> Исходный текст
Та же судьба ждала вскоре и советскую физиологию. 28 июня – 4 июля 1950 года прошла Павловская сессия – совместная сессия АН и АМН СССР, «посвященная проблемам физиологического учения академика И. П. Павлова» и приуроченная к столетнему юбилею великого физиолога. «Обсуждение проблем» на деле обернулось тотальным осуждением всех живых и мало-мальски плодотворных направлений внутри павловской школы и в смежных с нею областях науки – по тому же инквизиционному сценарию, что и недавняя лысенковская расправа над генетикой. С той только разницей, что если в генетике в качестве «единственно верного» учения насаждалась бессвязная и внутренне противоречивая смесь из обрывков устаревших теорий, средневековых суеверий и собственных фантазий безграмотных «теоретиков», то в физиологии идеологической основой для погрома стало научное наследие настоящего ученого, одного из крупнейших физиологов своего времени – Ивана Петровича Павлова. (Впрочем, верность того или иного ученого этому новоявленному «символу веры» не играла абсолютно никакой роли: ортодоксального павловца Орбели травили и шельмовали даже азартнее, чем еретика Анохина[93].) И если кампанию против генетики и генетиков возглавляли невежественные «самородки» и профессиональные идеологи, то роль палачей физиологии вполне добросовестно и даже с неподдельным энтузиазмом исполнили люди из научной среды[94]. Результат, однако, в обоих случаях был один и тот же: после Павловской сессии серьезные фундаментальные исследования по физиологии и поведению оказались на несколько лет так же невозможны, как серьезные исследования по генетике – после сессии ВАСХНИЛа. Отныне советским ученым (не только в области физиологии высшей нервной деятельности и поведения, но и вообще в физиологии, а также экспериментальной психологии, медицине и т. д. вплоть до животноводства) оставалось лишь бесконечно подтверждать верность взглядов Павлова и Сеченова на все новом и новом материале.

> Содержание набора данных
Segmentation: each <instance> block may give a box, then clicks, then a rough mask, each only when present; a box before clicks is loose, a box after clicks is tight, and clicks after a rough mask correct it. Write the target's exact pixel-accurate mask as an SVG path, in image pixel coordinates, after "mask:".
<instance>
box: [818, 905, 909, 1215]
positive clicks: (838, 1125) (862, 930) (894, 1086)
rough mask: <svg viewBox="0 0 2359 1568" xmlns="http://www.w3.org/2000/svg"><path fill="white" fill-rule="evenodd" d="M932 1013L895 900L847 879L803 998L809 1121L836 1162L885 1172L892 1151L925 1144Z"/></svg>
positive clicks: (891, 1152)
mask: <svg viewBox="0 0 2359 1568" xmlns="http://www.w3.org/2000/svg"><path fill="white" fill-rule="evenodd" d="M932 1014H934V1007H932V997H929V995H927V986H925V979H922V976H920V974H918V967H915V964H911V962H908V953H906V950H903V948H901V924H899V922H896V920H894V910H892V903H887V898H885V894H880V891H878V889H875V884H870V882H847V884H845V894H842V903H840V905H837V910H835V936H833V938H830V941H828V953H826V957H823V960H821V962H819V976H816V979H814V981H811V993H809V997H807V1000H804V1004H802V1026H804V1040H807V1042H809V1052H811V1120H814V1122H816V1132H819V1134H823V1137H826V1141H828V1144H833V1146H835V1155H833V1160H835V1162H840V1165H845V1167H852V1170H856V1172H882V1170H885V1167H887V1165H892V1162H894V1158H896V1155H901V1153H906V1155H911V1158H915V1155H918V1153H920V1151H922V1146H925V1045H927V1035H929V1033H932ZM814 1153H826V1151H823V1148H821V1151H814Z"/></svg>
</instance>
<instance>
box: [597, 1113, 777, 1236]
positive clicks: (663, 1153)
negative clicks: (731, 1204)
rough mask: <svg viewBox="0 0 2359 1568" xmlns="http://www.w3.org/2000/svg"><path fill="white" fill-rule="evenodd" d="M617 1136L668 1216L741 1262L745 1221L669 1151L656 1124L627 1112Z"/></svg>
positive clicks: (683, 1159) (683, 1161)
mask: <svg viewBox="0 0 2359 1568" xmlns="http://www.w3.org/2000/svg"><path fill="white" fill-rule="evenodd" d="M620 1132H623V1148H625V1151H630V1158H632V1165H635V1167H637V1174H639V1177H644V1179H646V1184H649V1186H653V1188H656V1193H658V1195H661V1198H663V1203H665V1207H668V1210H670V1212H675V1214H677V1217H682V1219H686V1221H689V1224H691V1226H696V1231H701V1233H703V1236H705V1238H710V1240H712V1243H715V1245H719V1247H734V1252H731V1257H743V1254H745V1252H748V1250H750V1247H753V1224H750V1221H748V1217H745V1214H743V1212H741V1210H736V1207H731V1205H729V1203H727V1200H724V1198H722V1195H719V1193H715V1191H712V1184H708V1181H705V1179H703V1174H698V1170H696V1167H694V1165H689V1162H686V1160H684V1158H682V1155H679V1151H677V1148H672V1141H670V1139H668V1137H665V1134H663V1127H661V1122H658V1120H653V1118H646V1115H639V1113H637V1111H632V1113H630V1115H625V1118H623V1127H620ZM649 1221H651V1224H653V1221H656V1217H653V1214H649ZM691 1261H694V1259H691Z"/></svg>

> Что нужно сделать
A. Перечислите все области науки и практики, которые текст о Павловской сессии называет в скобках в предложении, начинающемся словами «Отныне советским ученым».
B. Подхватите текст о Павловской сессии и продолжите его с того места, где он заканчивается.
Материал никак не связан с текстом о Павловской сессии.

> Ответы на задания
A. Физиология высшей нервной деятельности и поведения, физиология вообще, экспериментальная психология, медицина, животноводство.

B.
Трудно сказать, что на самом деле думали о сыгранной ими роли сами активисты расправы. Возможно, они (или кто-то из них) искренне полагали, что защищают и берегут светоч истинной науки от нападок извне и изнутри, что без такой защиты он угаснет. На деле его погасили именно их действия: после Павловской сессии школа Павлова фактически перестала существовать и как актуальное направление исследований, и как оригинальная научная школа. Даже накануне сессии советская физиология все еще в какой-то мере оставалась частью мировой: авторитет школы Павлова был так велик (а потребность стагнирующего бихевиоризма в физиологической поддержке и новых идеях – так остра), что какая-то часть публикаций в советских журналах все же переводилась или реферировалась по-английски и таким образом участвовала в мировом научном процессе. Но когда после Павловской сессии советские научные журналы на несколько лет заполнил поток идеологизированного пустословия и шаблонных, повторяющих друг друга работ, западные ученые утратили к ним всякий интерес.